> [Problem details] Reproduce verbatim the part of the items below that opens with the line containing "I need you to analyze the photo above. Specifically, find bumper" and closes with the line containing "[314,152,344,188]", including both of those lines.

—————

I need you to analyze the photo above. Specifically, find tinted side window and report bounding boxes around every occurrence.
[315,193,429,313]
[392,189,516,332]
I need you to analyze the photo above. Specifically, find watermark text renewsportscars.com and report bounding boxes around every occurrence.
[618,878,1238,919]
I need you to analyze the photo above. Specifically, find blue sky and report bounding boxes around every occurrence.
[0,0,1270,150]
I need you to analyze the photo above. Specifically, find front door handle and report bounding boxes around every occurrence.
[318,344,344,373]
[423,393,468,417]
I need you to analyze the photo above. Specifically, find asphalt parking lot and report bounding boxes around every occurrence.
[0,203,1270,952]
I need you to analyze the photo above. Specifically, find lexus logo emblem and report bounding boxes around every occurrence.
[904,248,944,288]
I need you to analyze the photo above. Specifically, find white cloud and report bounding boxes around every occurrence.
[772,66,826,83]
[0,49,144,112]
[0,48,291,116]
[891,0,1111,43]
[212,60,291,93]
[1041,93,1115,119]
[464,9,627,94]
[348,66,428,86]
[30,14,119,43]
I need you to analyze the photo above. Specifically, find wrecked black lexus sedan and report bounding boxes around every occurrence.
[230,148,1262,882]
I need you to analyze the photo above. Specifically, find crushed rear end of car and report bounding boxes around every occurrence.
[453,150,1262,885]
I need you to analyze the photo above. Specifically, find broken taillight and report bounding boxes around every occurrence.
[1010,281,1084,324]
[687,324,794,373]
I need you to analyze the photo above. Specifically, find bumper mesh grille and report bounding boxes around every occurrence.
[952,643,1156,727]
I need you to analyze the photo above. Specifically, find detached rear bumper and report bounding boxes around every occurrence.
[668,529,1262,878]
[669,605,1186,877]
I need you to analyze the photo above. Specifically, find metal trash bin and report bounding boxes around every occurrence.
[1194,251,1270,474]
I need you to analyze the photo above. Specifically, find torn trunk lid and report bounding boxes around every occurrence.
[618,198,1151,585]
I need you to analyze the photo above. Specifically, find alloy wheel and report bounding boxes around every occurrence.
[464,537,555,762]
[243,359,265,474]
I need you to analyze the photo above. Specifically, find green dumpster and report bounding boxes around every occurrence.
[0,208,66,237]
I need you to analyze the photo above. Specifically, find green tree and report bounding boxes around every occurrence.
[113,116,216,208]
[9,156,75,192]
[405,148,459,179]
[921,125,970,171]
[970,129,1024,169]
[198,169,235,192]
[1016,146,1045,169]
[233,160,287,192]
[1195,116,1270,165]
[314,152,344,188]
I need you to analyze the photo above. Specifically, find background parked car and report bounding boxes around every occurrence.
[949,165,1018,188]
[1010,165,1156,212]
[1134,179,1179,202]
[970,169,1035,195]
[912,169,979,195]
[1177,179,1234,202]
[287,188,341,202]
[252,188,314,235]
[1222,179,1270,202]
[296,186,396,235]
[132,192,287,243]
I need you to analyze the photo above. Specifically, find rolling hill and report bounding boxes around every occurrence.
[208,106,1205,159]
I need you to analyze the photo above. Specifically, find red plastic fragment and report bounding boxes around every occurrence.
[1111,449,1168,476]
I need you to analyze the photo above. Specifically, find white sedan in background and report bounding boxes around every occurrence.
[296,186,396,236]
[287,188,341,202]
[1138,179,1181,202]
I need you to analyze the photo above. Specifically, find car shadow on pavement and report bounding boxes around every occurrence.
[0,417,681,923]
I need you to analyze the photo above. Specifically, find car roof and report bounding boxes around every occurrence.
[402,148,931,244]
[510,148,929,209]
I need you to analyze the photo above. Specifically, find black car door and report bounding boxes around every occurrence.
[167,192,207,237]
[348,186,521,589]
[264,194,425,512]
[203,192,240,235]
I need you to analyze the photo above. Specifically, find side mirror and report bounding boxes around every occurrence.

—————

> [Written reply]
I need you to analyze the photo above. Specifically, find bumper mesh grille and report bounding boxes around every occurrence.
[952,643,1156,727]
I need you to analyze the photo above. Specifically, find detached rear bumper and report bounding boxes around every occurrence.
[668,529,1262,878]
[669,605,1186,877]
I need you to analyze the photo above. Specifically, find metal trash bin and report bounding boxes around every occurrence.
[1194,251,1270,474]
I need you to analyze the photo above. Specifically, find torn trunk lid and report bounding boxes around every occurrence.
[618,198,1151,585]
I need you to analyze the photo above. Specifically, find alloy wheel and report bounding boxes around every occurrence.
[464,537,555,762]
[243,359,265,474]
I need you to analyze the photo above. Specifically, find green dumpster and report bounding boxes around every occurrence.
[0,208,66,237]
I need you to analyze the photo above. Specifically, find green tree and report bounding boxes around every occurrence.
[113,116,216,208]
[9,156,75,192]
[405,148,459,179]
[921,125,970,171]
[970,129,1024,169]
[198,169,235,192]
[1016,146,1045,169]
[233,160,287,192]
[1195,116,1270,165]
[314,152,344,188]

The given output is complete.